▶ WHAT NEEDS TO BE DONE: Each entry below should be echoed exactly, with pictures omitted.

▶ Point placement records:
* * * * * * *

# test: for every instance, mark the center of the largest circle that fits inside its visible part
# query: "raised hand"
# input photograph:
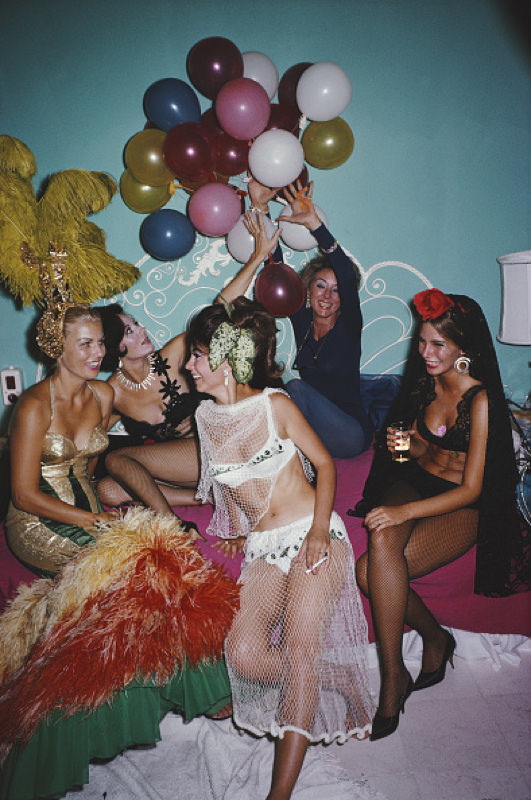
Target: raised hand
(303, 210)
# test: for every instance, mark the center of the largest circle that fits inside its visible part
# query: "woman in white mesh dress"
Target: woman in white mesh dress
(296, 652)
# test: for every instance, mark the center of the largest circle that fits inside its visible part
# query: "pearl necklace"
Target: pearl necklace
(134, 386)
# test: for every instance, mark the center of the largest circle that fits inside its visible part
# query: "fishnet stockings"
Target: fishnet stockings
(396, 555)
(160, 475)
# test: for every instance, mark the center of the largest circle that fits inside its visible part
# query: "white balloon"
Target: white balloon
(240, 243)
(297, 236)
(276, 158)
(323, 91)
(261, 69)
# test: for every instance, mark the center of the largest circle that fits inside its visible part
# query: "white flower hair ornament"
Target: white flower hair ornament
(237, 346)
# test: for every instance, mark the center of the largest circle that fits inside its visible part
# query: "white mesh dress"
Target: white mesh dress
(297, 649)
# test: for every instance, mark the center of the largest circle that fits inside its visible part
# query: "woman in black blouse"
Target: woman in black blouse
(457, 489)
(327, 328)
(156, 405)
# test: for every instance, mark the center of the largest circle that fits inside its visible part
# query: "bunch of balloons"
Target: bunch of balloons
(243, 131)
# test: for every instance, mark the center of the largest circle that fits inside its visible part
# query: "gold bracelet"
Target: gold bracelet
(331, 249)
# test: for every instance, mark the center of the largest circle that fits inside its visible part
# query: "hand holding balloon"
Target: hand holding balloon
(264, 245)
(302, 207)
(260, 195)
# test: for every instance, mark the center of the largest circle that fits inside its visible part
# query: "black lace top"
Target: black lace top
(457, 437)
(179, 408)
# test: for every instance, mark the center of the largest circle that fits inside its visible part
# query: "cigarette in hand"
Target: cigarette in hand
(317, 564)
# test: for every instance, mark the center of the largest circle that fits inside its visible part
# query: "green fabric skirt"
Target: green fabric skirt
(57, 756)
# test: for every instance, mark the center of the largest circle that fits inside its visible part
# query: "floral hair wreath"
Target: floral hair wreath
(234, 344)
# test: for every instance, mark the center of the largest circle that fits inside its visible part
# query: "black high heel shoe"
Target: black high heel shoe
(385, 726)
(191, 529)
(427, 679)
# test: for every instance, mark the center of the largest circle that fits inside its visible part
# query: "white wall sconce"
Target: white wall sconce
(515, 317)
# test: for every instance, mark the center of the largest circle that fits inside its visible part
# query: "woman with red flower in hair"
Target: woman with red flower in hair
(457, 489)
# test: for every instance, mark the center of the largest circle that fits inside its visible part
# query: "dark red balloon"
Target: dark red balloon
(212, 62)
(215, 177)
(279, 289)
(287, 88)
(231, 155)
(283, 118)
(189, 152)
(209, 123)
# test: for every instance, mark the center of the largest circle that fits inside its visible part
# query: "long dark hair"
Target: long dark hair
(244, 314)
(113, 333)
(503, 541)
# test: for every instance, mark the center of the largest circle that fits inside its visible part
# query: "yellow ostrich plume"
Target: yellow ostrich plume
(58, 216)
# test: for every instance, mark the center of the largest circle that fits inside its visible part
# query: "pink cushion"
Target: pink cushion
(448, 592)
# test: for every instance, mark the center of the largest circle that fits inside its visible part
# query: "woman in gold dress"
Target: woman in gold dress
(57, 432)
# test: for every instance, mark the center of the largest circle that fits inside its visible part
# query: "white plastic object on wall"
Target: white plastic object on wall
(11, 379)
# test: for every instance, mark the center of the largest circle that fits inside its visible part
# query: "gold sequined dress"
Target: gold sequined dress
(44, 545)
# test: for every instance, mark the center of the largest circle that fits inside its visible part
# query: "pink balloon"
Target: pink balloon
(243, 108)
(214, 209)
(279, 289)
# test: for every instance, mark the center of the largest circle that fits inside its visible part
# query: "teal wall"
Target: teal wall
(439, 177)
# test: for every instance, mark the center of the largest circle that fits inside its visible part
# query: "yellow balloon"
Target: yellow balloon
(144, 159)
(327, 144)
(141, 197)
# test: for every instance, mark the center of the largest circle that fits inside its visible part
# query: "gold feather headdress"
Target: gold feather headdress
(57, 298)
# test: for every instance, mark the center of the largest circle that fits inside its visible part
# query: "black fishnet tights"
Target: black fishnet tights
(394, 557)
(160, 475)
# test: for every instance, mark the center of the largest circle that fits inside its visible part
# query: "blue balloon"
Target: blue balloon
(167, 234)
(169, 102)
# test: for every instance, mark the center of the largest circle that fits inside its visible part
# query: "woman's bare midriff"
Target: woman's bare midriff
(446, 464)
(292, 498)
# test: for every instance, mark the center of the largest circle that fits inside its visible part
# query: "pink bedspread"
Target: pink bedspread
(448, 591)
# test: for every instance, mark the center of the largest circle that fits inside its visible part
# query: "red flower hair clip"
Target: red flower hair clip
(432, 303)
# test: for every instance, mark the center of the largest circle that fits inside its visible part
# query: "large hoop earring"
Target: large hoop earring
(462, 365)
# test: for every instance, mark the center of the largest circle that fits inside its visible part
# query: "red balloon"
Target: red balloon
(210, 124)
(191, 186)
(212, 62)
(243, 108)
(279, 289)
(287, 88)
(283, 118)
(231, 155)
(189, 152)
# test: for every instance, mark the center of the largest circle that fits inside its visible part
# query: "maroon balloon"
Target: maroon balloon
(189, 152)
(231, 155)
(303, 179)
(209, 123)
(287, 88)
(279, 289)
(212, 62)
(283, 118)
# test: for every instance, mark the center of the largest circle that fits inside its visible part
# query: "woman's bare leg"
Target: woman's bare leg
(289, 758)
(160, 475)
(387, 581)
(436, 541)
(433, 542)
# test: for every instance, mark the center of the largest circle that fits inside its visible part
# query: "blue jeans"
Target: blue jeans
(342, 435)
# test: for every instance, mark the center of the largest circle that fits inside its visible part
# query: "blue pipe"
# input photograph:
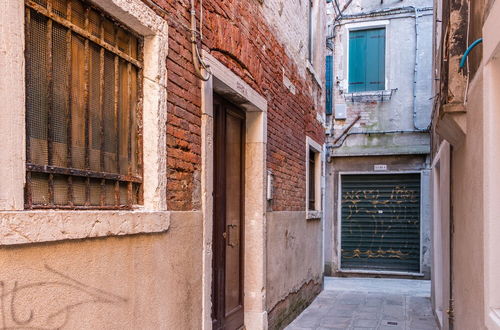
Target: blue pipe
(474, 44)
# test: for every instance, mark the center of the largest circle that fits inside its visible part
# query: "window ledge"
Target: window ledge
(314, 215)
(380, 95)
(24, 227)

* * * * * * *

▶ EXERCISE RESPONSE:
# test: for every instance, mark the center of the largest circle that fits inside its visible part
# query: "raised hand"
# input photograph:
Target: raised hand
(303, 210)
# test: for every instance, mark the center of the largest circle that fits inside its visible part
# query: "woman in white mesh dress"
Target: woman in white mesh dress
(296, 652)
# test: for every instance, mark the center of the largest circle that fits inside its visible part
# query: "pearl necklace"
Target: pearl necklace
(134, 386)
# test: for every instance, mark the center of the largest circle that fits inside its visible part
# query: "fishnet stockings"
Target: fishnet stockings
(396, 555)
(160, 475)
# test: for every instance, mark the center of the largest circle that fits inside its visible part
# query: "white balloon"
Target: white balloon
(240, 243)
(297, 236)
(276, 158)
(323, 91)
(261, 69)
# test: for every instance, mark the center of the largest circle that fits inside its visible part
# query: "white flower hair ornament"
Target: white flower hair ornament
(237, 346)
# test: for every instance, mark the center of the largest circle that fits inside its visible part
# query: "white mesh dress"
Target: white mesh dress
(297, 649)
# test: for every instance, mark the center of the largest circle that fits inside its visible part
# query: "woman in black blouse"
Target: woman in black blouse
(457, 489)
(327, 328)
(156, 405)
# test: for every instance, mark the center of the largest circle that fits inside its visible part
# query: "bunch of balloons"
Target: bunch of balloons
(243, 131)
# test: for every instance, mark the center of the largest circle that fits inside its visible part
# query: "gold bracelet"
Target: gold bracelet
(331, 249)
# test: for every instance, mark the center of the largest circle that fits inside its visible part
# query: "hand holding balloon"
Target: hand holding balloon
(264, 245)
(302, 207)
(260, 195)
# test: for every instance, mark the center of the largest circle that fits inside its visible part
# query: "black lace top"
Target: black lace top
(457, 437)
(179, 408)
# test: for every instance, mark the center of the largest circle that fits inside its visible part
# query: "cigarette in hand"
Target: cigarette in hand
(317, 564)
# test: for every instance, mark the center of the largest circle that fits inside its visible part
# query: "green fabric skirt"
Target: green fabric skirt
(57, 756)
# test: for every instance, mark the center of the largest circle that fits inside its visible part
# query: "floral hair wreath"
Target: floral hair wreath
(234, 344)
# test: for every instance, mark the center of the largest circle that fits inside its visible part
# query: "black high heel shoe"
Target: black high heel shoe
(385, 726)
(191, 529)
(427, 679)
# test: for every instance, mark the center of the largest circle that fits inside its visible part
# query: "white wall sconce"
Target: white wall sconce
(515, 317)
# test: for every instance, mark the center of the largest circle that fits inside its visible part
# query: "woman with red flower in hair"
Target: woman with red flower in hair
(457, 489)
# test: for every instance, mark the center of the largest circle that fits inside its visible part
# query: "dark red balloon"
Target: dark red balloon
(212, 62)
(215, 177)
(279, 289)
(287, 88)
(231, 155)
(283, 118)
(189, 152)
(209, 123)
# test: for every instance, mark the center of the largest circle that fits inside its visible part
# query: "long dark hair"
Target: long dark hair
(244, 314)
(113, 333)
(503, 541)
# test: for every instance, mark the center of the largest circle that fits inside its visible part
# query: "yellow ostrich plume"
Target: yellow ostrich plume
(58, 216)
# test: for every instance, mark the center of the largest circle that fits inside its visible part
# query: "pink cushion"
Target: pink cushion
(448, 592)
# test: for every instance, mark the center of the largest circle that fits inside its visible part
# query: "woman in gold dress"
Target: woman in gold dress
(57, 432)
# test: for every instance, mark the center of the largest circle that fits inside its visible part
# query: "white plastic object on wall"
Target: white plastic object on wall
(11, 379)
# test: for every instance, mark the center of the largest circle that fits inside its visible part
# query: "gold sequined dress"
Target: gold sequined dress
(44, 545)
# test: for every instance, mark the center of the largest circle that fits inside its visible part
# query: "pink balloon"
Target: pink balloon
(243, 108)
(214, 209)
(279, 289)
# test: for every instance, mark the center of the largest circle that fits inside its visible part
# query: "teal wall"
Target: teal wall
(439, 177)
# test: for every instance, mark the center of the largest circle that fits inside its visible part
# query: "yellow balloon"
Target: yellow balloon
(144, 159)
(327, 144)
(141, 197)
# test: for every instance, mark the center of the largest circle that fits inside its visible part
# query: "gold feather headdress"
Target: gold feather headdress
(57, 298)
# test: for every instance, mark the center of the largest circle that fits inside its visible part
# query: "black fishnet tights"
Target: black fishnet tights
(394, 557)
(160, 475)
# test: for every instance, mark the center of the largest circle that fits inside its visible part
# query: "blue balloon"
Target: blue balloon
(167, 234)
(169, 102)
# test: for every instance, mark the center of the largest circle that fits inside its visible part
# query: "woman's bare midriff"
Target: woman's bare midriff
(446, 464)
(292, 498)
# test: for every instance, mark the center of the largest circle that fits inside its visible part
# query: "pink bedspread"
Target: pink bedspread
(448, 591)
# test: for every instance, mark the center of the largest circle that fits inside its visible part
# query: "red flower hair clip"
Target: red flower hair clip
(432, 303)
# test: for every instance, mark the center of the largest circle that fits inside its visible part
# query: "large hoop earring"
Target: large hoop earring
(462, 365)
# test: for every instance, mark the center of the largest circle that fits inside its visible part
# query: "red balloon"
Target: red balloon
(210, 124)
(191, 186)
(212, 62)
(243, 108)
(279, 289)
(287, 88)
(283, 118)
(231, 155)
(189, 152)
# test: for every instance, mark the center of the largest circle that fits inside its visible part
# query: "maroon balloon"
Target: maroon balloon
(189, 152)
(231, 155)
(303, 179)
(209, 123)
(287, 88)
(279, 289)
(212, 62)
(283, 118)
# test: for every instance, mark the center of the largest circle that fits inside its visible part
# query: "woman's bare leg"
Target: woman's bare leg
(289, 758)
(160, 475)
(387, 581)
(436, 541)
(433, 542)
# test: for every instance, mark the center of the largest circle that fits inside its visible part
# query: "blue jeans"
Target: blue jeans
(342, 435)
# test: for every instance, mark the center of the largest circle that fits inside its visible part
# query: "blue pipe"
# input photograph:
Target: blue pipe
(474, 44)
# test: for every instance, mark the center of the largest circle that fits inside its visible part
# query: "window ledge"
Target: window ledge
(314, 215)
(380, 95)
(24, 227)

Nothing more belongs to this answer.